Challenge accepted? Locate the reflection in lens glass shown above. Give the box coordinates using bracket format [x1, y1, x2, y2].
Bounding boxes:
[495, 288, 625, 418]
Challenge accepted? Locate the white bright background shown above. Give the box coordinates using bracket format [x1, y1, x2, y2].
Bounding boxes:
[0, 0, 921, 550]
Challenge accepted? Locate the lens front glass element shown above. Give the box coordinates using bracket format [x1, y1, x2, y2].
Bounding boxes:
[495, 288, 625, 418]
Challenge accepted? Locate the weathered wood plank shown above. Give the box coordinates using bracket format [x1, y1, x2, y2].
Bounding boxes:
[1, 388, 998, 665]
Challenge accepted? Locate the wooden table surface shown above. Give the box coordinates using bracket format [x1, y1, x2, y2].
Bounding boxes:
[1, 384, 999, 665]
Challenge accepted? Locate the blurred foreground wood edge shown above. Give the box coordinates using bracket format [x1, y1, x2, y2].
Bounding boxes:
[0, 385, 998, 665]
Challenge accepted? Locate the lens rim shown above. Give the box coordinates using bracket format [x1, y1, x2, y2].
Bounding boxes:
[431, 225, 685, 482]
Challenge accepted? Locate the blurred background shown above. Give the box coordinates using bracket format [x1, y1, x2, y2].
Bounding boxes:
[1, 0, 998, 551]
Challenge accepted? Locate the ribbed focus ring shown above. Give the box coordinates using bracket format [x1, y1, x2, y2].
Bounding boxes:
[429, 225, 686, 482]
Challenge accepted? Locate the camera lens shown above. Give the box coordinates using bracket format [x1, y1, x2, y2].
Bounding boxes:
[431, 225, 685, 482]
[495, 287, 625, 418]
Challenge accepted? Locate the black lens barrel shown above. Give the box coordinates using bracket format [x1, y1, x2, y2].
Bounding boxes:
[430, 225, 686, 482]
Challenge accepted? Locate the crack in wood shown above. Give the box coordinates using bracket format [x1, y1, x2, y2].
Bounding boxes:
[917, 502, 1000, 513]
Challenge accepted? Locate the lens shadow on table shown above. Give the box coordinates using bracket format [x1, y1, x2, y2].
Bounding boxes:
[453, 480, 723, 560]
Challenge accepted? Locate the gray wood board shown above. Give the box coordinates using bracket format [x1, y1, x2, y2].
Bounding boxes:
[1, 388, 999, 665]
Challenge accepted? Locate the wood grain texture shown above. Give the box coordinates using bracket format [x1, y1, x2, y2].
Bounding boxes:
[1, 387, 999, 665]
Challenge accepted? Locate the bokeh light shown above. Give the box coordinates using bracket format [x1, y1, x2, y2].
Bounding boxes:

§ **Exercise goal**
What lines above hold the word "glass"? Pull each one out.

§ **Your response**
Challenge accepted? Locate the reflection in lens glass shown above. Give the box coordinates using bracket format [x1, y1, x2, y2].
Challenge accepted? Locate the lens front glass element shown above. Give the box coordinates using bracket format [x1, y1, x2, y2].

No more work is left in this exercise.